▶ Aim of the task
Each record is to be transcribed in full and exactly.

▶ Extracted records
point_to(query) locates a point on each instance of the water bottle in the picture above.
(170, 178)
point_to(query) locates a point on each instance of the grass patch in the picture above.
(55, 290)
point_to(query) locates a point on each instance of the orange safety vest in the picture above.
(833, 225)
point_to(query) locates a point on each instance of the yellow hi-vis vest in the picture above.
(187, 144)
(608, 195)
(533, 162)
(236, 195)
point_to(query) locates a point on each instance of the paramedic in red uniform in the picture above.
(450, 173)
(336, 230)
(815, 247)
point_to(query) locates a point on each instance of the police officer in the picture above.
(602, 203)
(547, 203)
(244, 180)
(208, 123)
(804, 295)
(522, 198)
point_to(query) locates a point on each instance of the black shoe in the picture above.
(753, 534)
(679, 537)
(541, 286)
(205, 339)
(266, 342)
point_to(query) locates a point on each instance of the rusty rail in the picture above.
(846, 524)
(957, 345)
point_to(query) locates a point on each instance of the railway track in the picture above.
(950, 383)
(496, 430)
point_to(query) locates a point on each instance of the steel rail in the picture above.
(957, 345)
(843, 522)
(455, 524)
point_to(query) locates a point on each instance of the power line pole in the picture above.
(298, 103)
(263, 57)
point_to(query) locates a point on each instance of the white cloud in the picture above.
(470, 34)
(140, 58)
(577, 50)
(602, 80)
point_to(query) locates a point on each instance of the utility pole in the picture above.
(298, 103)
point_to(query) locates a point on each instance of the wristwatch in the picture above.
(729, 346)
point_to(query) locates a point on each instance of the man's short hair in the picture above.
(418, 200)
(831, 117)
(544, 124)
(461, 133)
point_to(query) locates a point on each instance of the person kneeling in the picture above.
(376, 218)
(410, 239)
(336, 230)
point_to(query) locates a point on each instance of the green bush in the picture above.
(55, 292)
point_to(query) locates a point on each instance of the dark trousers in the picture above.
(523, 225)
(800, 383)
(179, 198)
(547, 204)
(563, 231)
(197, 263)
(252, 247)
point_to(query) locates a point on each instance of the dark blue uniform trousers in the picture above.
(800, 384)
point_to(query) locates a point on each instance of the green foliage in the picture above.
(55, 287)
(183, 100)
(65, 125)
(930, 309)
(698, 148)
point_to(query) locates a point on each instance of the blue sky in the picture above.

▶ Answer section
point_to(query) locates a point on each instance of the water bottle in the picture above.
(170, 178)
point_to(query) locates a point on each instance of the grass patch in the picture above.
(55, 290)
point_to(query) locates a point on each instance of the orange safety vest in the picture above.
(833, 225)
point_to(query) locates a point on each instance of the yellow hi-vis vest in the picture above.
(187, 144)
(608, 195)
(533, 162)
(236, 195)
point_to(query) locates a point on each instance of the paramedic in red uniform in the picture above.
(450, 173)
(336, 230)
(815, 247)
point_to(query) locates a point on each instance of the police officer in the picture above.
(602, 203)
(547, 203)
(244, 180)
(208, 123)
(804, 295)
(522, 198)
point_to(query) locates a point on each instance of the black shoe in the picture above.
(753, 534)
(679, 537)
(541, 286)
(205, 339)
(266, 342)
point_to(query) locates a point on each instance of the rusty rail in the picture above.
(846, 524)
(957, 345)
point_to(query) locates a point on each instance of the railway track in the picture above.
(950, 383)
(496, 430)
point_to(query) locates a point on each instance of the steel rail in the picture above.
(957, 345)
(843, 522)
(455, 524)
point_to(query) locates a point on each instance of the power line pole in the picture above.
(298, 103)
(263, 57)
point_to(query) locates a point on each instance of the white cloud in the picture above.
(470, 34)
(140, 58)
(577, 50)
(602, 80)
point_to(query) locates a point on each instance of the utility pole in the picture above.
(298, 103)
point_to(query) locates a point on each instance of the wristwatch in the picture above.
(729, 346)
point_to(query) locates a point on each instance of the man's short hair in the picture above.
(418, 200)
(831, 117)
(544, 124)
(461, 133)
point_to(query) locates a point on each instance of the person kneeling in the picture above.
(376, 218)
(410, 239)
(336, 230)
point_to(query) locates a point on each instance of the green bush in the picture above.
(55, 292)
point_to(query) locates a point on each instance of the dark trousers in the picture above.
(523, 225)
(800, 383)
(179, 198)
(547, 204)
(563, 231)
(197, 263)
(252, 247)
point_to(query) locates a point on each instance of the dark blue uniform trousers in the picture above.
(800, 384)
point_to(query) locates a point on each instance of the green foliage in the picture above.
(55, 287)
(183, 100)
(65, 125)
(930, 309)
(698, 148)
point_to(query) locates a point on each instance of the blue sky in the picture above.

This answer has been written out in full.